• **Given records**:
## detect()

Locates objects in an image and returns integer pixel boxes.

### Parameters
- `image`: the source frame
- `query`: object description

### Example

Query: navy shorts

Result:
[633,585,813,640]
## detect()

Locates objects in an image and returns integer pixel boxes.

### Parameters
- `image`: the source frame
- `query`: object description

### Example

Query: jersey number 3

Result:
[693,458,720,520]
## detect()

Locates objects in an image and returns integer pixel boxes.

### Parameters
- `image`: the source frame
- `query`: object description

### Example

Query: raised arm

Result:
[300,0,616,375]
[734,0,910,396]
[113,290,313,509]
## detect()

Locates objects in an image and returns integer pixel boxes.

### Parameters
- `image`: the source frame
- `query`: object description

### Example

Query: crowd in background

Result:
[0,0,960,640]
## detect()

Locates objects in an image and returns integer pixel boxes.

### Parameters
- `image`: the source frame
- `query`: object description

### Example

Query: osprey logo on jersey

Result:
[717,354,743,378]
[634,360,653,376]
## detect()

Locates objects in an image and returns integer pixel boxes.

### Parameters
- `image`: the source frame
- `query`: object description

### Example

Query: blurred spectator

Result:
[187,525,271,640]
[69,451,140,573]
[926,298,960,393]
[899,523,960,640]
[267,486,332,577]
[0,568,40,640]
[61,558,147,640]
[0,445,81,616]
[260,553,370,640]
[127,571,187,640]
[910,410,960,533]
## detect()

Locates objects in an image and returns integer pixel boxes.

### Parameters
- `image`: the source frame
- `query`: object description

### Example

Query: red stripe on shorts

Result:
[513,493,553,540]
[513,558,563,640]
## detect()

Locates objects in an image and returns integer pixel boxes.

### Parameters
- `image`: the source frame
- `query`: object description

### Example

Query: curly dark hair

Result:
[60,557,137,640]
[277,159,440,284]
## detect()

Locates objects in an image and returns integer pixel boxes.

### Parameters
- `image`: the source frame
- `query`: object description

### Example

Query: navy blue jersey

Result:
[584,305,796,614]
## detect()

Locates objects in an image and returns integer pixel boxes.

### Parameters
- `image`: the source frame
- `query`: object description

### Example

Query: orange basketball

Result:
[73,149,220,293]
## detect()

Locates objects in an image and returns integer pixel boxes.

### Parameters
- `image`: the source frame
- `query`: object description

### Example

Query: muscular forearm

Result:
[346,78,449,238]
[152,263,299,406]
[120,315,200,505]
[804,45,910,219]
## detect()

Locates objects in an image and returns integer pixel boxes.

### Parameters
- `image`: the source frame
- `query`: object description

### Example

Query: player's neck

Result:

• **What needs to be done**: Copy the data above from its first line up to and including the line that contains "[693,458,720,520]", keeping every line in full and shifting each bounding box coordinate by adding 138 to it.

• **Answer to this problem**:
## detect()

Locates objects in an image and returns integer pixel boxes.

### Parameters
- `image`: the source frame
- `query`: object description

### Example

Query: navy shorts

Result:
[771,723,951,778]
## detect()

Locates objects in an image and returns integer pixel boxes.

### Parameters
- `image`: the source frame
- `query`: object description

### Example

Query: jersey number 3

Result:
[831,596,858,658]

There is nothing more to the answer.